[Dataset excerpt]
——
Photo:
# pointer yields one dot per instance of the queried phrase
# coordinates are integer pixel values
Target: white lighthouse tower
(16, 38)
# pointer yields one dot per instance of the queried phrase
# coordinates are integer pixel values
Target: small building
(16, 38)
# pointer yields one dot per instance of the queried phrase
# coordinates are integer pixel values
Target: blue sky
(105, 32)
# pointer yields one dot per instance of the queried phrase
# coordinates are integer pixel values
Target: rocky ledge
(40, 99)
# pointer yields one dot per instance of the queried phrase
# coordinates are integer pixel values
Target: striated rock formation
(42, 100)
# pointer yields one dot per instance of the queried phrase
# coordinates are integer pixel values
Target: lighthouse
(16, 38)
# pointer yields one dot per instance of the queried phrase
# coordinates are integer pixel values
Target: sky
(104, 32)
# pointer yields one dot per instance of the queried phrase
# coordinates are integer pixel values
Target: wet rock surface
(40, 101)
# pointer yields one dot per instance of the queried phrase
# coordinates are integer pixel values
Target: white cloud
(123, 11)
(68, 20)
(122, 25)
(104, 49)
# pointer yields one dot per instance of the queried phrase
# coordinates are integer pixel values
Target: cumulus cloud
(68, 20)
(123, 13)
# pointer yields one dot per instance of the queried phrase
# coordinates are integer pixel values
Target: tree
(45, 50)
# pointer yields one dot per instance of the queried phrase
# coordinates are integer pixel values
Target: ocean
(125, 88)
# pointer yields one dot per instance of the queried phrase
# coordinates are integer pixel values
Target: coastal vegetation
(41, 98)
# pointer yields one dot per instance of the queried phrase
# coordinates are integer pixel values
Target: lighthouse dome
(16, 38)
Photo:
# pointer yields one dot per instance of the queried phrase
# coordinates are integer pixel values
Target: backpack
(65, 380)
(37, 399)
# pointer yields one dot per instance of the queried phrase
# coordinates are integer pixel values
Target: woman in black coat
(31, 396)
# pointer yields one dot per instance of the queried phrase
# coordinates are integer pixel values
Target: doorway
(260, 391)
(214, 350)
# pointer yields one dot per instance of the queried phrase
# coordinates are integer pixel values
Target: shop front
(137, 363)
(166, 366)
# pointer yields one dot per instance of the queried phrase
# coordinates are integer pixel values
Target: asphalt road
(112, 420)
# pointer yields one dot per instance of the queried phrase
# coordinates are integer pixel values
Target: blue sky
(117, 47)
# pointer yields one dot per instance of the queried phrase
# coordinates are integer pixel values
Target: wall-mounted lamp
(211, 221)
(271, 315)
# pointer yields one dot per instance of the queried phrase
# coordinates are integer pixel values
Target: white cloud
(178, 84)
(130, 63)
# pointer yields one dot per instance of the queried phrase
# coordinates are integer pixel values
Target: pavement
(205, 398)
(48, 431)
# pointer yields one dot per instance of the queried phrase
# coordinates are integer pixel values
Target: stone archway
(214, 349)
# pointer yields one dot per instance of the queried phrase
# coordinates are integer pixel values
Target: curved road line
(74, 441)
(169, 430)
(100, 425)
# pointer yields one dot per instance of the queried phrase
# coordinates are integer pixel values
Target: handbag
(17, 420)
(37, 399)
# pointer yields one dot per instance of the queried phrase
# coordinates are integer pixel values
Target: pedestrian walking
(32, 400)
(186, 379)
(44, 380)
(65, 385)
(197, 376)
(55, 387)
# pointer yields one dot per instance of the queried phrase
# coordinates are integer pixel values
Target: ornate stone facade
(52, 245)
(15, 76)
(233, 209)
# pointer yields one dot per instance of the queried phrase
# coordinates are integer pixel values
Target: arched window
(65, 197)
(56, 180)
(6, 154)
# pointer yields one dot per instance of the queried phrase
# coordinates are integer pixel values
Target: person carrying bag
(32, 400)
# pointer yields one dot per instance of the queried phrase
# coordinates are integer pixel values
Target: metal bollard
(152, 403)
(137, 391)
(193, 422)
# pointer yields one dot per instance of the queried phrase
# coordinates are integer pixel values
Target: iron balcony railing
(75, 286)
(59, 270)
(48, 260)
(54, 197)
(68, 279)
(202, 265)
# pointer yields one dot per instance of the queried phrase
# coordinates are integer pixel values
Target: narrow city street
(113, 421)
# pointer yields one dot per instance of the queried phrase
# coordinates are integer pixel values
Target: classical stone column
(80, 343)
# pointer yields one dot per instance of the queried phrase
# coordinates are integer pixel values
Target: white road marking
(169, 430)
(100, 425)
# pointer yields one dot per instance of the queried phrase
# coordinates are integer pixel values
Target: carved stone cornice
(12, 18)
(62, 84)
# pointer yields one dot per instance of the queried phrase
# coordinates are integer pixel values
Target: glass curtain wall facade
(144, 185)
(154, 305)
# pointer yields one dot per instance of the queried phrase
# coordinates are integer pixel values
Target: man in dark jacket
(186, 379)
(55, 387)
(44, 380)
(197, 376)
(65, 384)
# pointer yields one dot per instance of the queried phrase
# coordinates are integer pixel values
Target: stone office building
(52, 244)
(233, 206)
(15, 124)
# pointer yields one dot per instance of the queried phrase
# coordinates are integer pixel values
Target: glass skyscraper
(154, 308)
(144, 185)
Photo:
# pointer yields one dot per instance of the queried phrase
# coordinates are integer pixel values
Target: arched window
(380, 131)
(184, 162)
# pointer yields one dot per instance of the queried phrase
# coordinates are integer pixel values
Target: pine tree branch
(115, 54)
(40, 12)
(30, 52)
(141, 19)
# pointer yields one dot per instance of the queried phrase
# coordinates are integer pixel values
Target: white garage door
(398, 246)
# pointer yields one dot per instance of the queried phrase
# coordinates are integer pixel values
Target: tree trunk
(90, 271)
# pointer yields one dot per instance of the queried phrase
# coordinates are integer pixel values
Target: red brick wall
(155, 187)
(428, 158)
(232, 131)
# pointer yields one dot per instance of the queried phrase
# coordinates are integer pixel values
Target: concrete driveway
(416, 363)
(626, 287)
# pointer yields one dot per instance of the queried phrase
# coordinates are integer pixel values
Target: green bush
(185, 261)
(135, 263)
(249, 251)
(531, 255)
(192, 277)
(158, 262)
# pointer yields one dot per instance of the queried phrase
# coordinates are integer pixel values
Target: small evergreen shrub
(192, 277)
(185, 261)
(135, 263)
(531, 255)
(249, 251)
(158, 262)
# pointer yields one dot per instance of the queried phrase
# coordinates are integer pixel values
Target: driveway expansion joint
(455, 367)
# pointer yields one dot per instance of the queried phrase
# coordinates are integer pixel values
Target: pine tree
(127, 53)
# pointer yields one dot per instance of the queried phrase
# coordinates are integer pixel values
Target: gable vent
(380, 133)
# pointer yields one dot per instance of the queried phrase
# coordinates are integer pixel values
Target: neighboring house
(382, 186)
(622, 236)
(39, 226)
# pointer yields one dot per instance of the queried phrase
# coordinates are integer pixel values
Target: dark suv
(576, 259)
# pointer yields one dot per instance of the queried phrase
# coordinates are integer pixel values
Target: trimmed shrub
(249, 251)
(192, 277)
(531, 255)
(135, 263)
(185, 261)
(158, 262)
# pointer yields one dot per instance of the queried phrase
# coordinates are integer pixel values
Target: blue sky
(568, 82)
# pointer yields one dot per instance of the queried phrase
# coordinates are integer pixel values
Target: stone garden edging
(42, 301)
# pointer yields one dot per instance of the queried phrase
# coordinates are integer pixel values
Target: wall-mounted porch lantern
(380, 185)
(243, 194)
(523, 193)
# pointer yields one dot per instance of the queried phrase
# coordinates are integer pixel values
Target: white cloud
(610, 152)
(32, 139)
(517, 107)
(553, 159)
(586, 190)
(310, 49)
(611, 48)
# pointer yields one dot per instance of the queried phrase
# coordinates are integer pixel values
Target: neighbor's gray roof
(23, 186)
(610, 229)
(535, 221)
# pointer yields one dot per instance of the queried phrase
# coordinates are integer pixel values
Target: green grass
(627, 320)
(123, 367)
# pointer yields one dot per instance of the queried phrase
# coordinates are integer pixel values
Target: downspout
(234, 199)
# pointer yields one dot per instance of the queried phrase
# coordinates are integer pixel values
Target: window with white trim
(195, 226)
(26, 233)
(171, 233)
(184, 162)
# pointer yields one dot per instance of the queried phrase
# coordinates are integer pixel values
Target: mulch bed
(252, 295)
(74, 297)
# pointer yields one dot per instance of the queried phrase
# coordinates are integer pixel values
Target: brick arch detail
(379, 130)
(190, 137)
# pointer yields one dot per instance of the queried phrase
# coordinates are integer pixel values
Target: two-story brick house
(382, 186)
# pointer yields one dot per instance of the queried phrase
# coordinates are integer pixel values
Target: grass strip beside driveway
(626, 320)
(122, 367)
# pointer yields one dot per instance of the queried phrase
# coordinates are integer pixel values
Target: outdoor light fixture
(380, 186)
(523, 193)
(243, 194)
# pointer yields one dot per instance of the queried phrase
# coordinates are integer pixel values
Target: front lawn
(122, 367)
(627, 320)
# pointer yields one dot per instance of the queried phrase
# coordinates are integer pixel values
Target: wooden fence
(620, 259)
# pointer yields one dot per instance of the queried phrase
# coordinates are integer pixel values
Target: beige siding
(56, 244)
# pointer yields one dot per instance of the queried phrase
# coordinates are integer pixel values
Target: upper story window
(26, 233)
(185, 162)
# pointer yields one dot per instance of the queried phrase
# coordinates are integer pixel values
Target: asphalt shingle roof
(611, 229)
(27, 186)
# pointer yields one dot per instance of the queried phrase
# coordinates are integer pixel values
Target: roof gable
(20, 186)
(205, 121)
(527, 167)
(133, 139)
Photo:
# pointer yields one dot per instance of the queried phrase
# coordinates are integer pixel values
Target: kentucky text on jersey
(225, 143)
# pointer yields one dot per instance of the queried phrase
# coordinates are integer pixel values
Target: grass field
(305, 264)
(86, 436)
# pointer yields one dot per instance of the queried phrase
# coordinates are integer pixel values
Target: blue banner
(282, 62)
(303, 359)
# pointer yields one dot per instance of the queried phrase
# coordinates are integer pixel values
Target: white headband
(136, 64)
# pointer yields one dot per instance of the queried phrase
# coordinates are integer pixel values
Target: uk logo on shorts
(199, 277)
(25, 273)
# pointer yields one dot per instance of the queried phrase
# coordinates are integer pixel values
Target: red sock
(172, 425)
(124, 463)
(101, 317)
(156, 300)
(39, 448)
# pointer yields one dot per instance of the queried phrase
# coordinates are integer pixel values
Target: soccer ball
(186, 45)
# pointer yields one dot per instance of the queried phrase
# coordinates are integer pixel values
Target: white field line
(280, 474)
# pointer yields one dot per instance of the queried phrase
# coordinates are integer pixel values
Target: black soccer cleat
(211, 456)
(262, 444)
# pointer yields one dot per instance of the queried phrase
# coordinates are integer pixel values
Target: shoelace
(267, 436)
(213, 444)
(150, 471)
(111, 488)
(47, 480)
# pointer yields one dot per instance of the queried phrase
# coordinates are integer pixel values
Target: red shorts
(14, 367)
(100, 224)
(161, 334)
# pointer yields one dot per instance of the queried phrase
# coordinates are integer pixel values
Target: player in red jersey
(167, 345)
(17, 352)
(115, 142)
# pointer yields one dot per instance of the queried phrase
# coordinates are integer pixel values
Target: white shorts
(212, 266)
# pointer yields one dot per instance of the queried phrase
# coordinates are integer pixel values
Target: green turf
——
How many lines in the material above contain the string "driveway"? Case counts, so only exact-case matches qualify. Reply with the number alone.

▶ **SOLUTION TO THE EXERCISE**
3